**Texte fourni**
+===+

5.- Ayant constaté que les parties ne s'étaient pas tacitement mises d'accord sur le paiement de la taxe, la cour cantonale a encore examiné, à juste titre, si, en vertu des règles sur le principe de la confiance (cf. ATF 125 III 305 consid. 2b; 124 III 363 consid. II/5a; 123 III 165 consid. 3a), la demanderesse pouvait néanmoins croire qu'un accord sur ce point existait. Après avoir relevé que cette thèse n'avait pas été véritablement défendue, la cour a souligné notamment que la demanderesse n'invoquait pas telle ou telle attitude qui lui aurait permis de déduire chez son partenaire la conscience et la volonté de devoir acquitter la taxe; dans son mémoire-conclusions, la société avançait que les bulletins de livraison auraient été la manifestation de l'accord en question, mais, a souligné la cour cantonale, cela n'avait pas été prouvé et la demanderesse avait déclaré ne plus se souvenir à quoi les documents en question avaient servi et pourquoi ils avaient été signés. A l'appui de son recours en réforme, la demanderesse fait en substance valoir qu'il serait absurde qu'elle n'ait pas voulu répercuter la taxe sur le défendeur. A défaut de tout élément concret dûment établi en ce sens, on ne saurait la suivre. La décision attaquée ne contient pas d'indication quant aux raisons qui ont amené la demanderesse à permettre au défendeur d'utiliser sa concession. Cette absence de renseignements sur les circonstances de fait entourant la conclusion de l'accord passé entre les parties rend également
vain le moyen tiré de la violation de l'art. 212 al. 1 CO. La recourante, qui supportait les fardeaux de l'allégation et de la preuve des faits à l'appui de sa demande, ne prétend pas que la cour cantonale aurait violé l'art. 8 CC à ce proposlà.

+===+

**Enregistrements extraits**
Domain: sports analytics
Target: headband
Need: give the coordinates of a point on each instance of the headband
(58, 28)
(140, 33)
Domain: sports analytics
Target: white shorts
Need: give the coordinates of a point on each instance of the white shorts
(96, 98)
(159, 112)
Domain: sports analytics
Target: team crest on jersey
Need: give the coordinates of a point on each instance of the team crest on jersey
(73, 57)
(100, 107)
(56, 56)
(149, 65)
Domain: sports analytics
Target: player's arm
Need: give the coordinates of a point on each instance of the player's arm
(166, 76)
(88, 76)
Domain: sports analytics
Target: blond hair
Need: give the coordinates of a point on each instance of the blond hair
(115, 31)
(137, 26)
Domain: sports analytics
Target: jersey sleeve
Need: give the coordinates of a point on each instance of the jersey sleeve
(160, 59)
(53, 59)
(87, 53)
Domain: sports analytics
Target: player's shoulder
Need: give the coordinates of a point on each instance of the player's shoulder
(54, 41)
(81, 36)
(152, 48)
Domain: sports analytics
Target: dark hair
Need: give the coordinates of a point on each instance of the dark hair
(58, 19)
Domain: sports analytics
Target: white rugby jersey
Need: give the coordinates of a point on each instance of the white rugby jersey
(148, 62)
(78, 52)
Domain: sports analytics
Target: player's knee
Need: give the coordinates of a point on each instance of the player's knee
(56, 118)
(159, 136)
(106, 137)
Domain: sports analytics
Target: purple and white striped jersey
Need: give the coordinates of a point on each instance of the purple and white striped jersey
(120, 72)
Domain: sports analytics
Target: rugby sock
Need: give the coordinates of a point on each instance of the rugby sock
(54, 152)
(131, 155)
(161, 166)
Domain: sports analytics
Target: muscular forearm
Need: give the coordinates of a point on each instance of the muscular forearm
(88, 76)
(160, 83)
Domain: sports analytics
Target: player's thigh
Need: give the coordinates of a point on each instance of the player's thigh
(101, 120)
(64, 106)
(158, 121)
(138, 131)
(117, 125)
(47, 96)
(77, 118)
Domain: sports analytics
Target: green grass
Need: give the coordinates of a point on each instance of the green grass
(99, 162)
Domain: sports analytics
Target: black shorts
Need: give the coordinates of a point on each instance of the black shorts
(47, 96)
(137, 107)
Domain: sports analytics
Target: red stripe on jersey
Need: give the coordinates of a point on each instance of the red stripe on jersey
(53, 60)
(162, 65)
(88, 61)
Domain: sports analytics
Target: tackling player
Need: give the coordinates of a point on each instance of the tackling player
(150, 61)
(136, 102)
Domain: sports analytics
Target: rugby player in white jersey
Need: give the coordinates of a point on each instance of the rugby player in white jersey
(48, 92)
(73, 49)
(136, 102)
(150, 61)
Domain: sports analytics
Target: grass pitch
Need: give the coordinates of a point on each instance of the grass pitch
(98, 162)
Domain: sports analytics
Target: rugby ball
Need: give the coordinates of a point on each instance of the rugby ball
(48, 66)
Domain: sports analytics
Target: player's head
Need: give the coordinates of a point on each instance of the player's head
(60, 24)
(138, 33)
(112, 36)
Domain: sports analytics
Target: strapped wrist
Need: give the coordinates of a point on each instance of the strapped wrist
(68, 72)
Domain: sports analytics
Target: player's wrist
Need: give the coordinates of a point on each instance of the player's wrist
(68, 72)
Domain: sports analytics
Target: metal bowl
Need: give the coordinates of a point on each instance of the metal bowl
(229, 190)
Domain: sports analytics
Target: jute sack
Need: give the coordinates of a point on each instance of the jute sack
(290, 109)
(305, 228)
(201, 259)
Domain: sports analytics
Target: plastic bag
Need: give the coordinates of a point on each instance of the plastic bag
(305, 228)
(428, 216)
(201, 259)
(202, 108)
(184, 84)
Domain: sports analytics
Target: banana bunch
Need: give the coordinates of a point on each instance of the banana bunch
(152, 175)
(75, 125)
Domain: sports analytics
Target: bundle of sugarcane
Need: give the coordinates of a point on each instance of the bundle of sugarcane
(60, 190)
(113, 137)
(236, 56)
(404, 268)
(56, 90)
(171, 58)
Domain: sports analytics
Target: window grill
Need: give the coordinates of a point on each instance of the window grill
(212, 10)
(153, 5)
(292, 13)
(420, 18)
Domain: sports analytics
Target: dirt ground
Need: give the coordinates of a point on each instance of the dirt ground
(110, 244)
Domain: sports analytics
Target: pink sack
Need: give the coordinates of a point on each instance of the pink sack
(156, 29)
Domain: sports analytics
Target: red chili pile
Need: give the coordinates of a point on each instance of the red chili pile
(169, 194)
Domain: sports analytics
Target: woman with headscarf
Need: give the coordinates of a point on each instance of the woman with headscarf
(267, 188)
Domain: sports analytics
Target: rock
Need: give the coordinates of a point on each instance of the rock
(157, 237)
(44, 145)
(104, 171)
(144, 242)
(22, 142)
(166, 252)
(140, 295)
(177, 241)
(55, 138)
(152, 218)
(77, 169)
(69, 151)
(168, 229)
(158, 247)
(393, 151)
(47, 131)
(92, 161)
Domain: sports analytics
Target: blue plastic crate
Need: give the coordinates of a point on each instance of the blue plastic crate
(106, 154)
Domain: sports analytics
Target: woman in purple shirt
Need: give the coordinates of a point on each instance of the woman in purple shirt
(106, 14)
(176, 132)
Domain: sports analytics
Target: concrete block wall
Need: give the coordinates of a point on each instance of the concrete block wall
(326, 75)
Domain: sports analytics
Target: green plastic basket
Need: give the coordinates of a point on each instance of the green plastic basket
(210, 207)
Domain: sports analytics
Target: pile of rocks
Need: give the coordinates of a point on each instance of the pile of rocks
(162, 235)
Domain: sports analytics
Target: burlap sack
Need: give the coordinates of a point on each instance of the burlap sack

+===+

**Travail demandé**
a - Relevez toutes les références d'arrêts ATF citées dans l'extrait de l'arrêt, en indiquant pour chacune le considérant mentionné.
b - Répondez brièvement à ces questions sur l'extrait de l'arrêt.
(i) D'après la cour cantonale, qu'avait déclaré la demanderesse à propos des bulletins de livraison ?
(ii) Que fait valoir en substance la demanderesse à l'appui de son recours en réforme ?
(iii) Quels fardeaux supportait la recourante ?
c - Rédigez la suite de l'extrait de l'arrêt, à partir de sa dernière phrase.

**Corrigé**
a -
- ATF 125 III 305 consid. 2b
- ATF 124 III 363 consid. II/5a
- ATF 123 III 165 consid. 3a

b -
(i) Elle avait déclaré ne plus se souvenir à quoi ces documents avaient servi ni pourquoi ils avaient été signés.
(ii) Elle fait valoir qu'il serait absurde qu'elle n'ait pas voulu répercuter la taxe sur le défendeur.
(iii) Elle supportait les fardeaux de l'allégation et de la preuve des faits à l'appui de sa demande.

c -
6.- Le recours doit être rejeté dans la mesure où il est recevable. La recourante supportera par conséquent les frais de justice (art. 156 al. 1 OJ) et versera une indemnité de dépens à l'intimé (art. 159 al. 1 OJ).
Par ces motifs,
l e T r i b u n a l f é d é r a l :
1. Rejette le recours dans la mesure où il est recevable et confirme le jugement attaqué;
2. Met un émolument judiciaire de 4 000 fr. à la charge de la recourante;
3. Dit que la recourante versera à l'intimé une indemnité de 4 000 fr. à titre de dépens;
4. Communique le présent arrêt en copie aux mandataires des parties et à la IIe Cour civile du Tribunal cantonal du canton du Valais.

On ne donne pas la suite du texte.